──────── Data for this task ────────
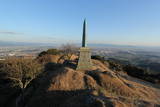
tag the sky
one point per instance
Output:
(122, 22)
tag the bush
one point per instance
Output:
(21, 70)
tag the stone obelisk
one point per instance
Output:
(84, 62)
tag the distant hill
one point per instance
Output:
(11, 43)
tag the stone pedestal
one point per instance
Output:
(84, 62)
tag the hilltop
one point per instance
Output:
(60, 85)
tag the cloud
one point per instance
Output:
(10, 32)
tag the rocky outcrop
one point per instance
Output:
(63, 86)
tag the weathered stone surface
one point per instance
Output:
(84, 62)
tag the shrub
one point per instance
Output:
(21, 70)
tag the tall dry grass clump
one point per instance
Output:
(20, 70)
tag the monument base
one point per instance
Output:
(84, 62)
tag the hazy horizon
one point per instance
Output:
(124, 22)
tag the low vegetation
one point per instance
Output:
(16, 74)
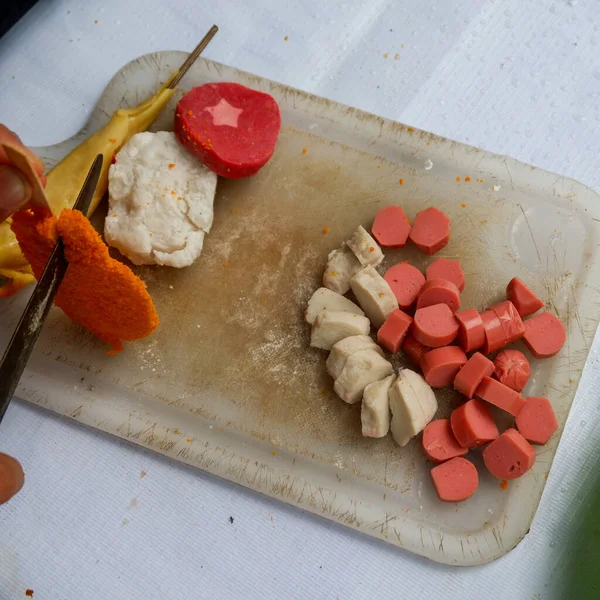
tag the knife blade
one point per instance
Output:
(30, 325)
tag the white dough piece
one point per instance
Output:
(331, 326)
(374, 295)
(345, 348)
(413, 405)
(160, 201)
(375, 410)
(341, 267)
(361, 368)
(324, 299)
(365, 248)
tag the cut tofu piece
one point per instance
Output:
(365, 248)
(342, 266)
(324, 299)
(331, 326)
(413, 405)
(375, 410)
(374, 295)
(361, 369)
(345, 348)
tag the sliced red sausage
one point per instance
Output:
(467, 380)
(413, 349)
(430, 231)
(435, 326)
(439, 443)
(544, 335)
(441, 365)
(499, 395)
(512, 368)
(536, 421)
(445, 268)
(455, 480)
(512, 324)
(525, 301)
(494, 332)
(391, 227)
(509, 456)
(392, 332)
(471, 333)
(406, 282)
(439, 291)
(232, 129)
(472, 424)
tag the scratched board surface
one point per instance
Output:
(229, 383)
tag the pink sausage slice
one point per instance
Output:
(499, 395)
(445, 268)
(391, 227)
(406, 282)
(472, 424)
(414, 350)
(435, 326)
(441, 365)
(544, 335)
(471, 333)
(494, 332)
(439, 291)
(392, 332)
(439, 443)
(509, 456)
(525, 301)
(430, 231)
(470, 376)
(512, 324)
(455, 480)
(536, 421)
(512, 368)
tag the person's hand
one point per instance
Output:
(11, 477)
(15, 192)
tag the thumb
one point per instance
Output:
(15, 192)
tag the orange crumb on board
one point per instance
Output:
(97, 291)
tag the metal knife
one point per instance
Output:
(28, 330)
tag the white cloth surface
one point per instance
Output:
(520, 77)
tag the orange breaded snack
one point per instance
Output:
(98, 292)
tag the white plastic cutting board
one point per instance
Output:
(228, 382)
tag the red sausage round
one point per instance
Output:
(512, 368)
(525, 301)
(499, 395)
(413, 349)
(536, 421)
(430, 231)
(391, 227)
(494, 332)
(439, 443)
(470, 376)
(445, 268)
(472, 424)
(471, 333)
(544, 335)
(509, 456)
(441, 365)
(392, 332)
(439, 291)
(435, 326)
(512, 324)
(406, 282)
(455, 480)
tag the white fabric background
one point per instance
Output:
(520, 77)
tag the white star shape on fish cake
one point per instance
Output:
(224, 114)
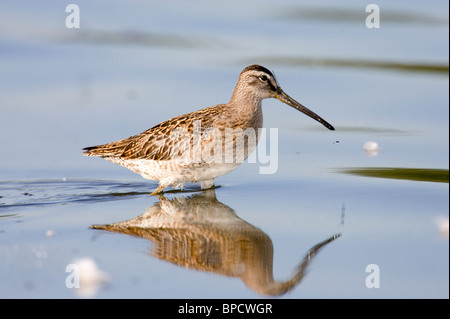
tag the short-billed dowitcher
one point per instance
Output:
(196, 147)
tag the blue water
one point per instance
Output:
(131, 65)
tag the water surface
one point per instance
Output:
(311, 226)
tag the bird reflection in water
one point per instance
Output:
(199, 232)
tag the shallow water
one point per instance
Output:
(311, 227)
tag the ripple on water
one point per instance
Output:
(58, 192)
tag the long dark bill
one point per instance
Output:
(283, 97)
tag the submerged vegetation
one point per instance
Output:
(413, 174)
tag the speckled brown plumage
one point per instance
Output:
(173, 152)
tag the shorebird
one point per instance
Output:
(196, 147)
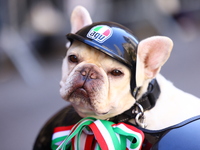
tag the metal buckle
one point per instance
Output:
(139, 112)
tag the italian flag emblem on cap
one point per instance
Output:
(100, 33)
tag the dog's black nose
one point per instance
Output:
(89, 73)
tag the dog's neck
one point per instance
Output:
(146, 99)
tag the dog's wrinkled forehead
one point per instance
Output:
(112, 39)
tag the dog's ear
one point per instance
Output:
(153, 52)
(80, 17)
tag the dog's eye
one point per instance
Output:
(73, 58)
(116, 72)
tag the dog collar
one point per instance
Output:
(146, 102)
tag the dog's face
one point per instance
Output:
(99, 86)
(94, 83)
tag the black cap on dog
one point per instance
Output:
(114, 40)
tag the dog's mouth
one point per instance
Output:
(81, 92)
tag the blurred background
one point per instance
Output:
(32, 46)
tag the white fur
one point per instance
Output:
(173, 105)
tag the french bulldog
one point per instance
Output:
(98, 86)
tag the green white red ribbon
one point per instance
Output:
(92, 134)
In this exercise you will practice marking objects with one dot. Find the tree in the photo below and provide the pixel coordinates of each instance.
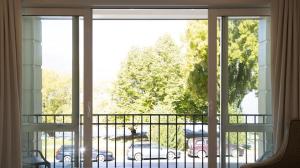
(56, 94)
(242, 60)
(149, 77)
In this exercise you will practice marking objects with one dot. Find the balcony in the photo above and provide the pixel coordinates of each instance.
(148, 140)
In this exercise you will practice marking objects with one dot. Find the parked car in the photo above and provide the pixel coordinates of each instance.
(199, 148)
(66, 153)
(139, 151)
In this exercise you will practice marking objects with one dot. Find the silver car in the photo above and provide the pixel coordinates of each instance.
(139, 151)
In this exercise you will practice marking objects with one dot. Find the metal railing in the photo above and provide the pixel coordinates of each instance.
(146, 140)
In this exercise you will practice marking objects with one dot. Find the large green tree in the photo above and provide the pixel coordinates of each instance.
(242, 60)
(56, 93)
(150, 77)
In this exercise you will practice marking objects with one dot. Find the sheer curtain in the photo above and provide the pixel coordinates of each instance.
(10, 83)
(285, 65)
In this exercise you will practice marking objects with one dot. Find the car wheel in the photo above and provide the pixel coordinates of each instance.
(201, 154)
(100, 158)
(138, 157)
(234, 153)
(171, 155)
(67, 158)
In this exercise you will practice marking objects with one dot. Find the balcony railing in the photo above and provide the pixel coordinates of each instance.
(146, 140)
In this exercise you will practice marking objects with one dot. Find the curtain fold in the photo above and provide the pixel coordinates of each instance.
(285, 66)
(10, 83)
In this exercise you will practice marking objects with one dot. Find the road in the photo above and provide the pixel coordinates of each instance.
(162, 163)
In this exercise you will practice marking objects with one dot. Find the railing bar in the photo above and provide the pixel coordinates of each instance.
(142, 140)
(194, 142)
(184, 142)
(229, 153)
(106, 152)
(237, 154)
(158, 141)
(45, 145)
(124, 141)
(246, 142)
(202, 142)
(98, 143)
(255, 141)
(150, 163)
(132, 141)
(54, 148)
(167, 141)
(115, 142)
(72, 142)
(176, 132)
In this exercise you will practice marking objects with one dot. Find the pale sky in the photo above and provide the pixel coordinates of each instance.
(112, 40)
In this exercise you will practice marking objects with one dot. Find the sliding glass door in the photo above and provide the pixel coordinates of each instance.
(53, 42)
(146, 88)
(244, 112)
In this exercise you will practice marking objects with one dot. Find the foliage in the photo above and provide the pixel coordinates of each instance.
(56, 93)
(242, 60)
(150, 76)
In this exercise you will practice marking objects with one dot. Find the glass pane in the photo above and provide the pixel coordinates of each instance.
(150, 87)
(47, 90)
(249, 88)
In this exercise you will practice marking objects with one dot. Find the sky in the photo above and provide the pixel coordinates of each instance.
(112, 40)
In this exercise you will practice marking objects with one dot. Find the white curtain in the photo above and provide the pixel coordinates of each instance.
(10, 83)
(285, 65)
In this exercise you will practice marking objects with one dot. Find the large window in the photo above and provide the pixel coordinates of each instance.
(146, 87)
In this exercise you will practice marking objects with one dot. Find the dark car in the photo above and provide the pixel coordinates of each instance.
(66, 153)
(199, 148)
(139, 151)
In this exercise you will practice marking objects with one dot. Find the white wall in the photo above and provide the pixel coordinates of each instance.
(148, 3)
────────
Task statement
Some lines of the data above may hold the word "background"; report how many do, and nothing else.

The completed task
2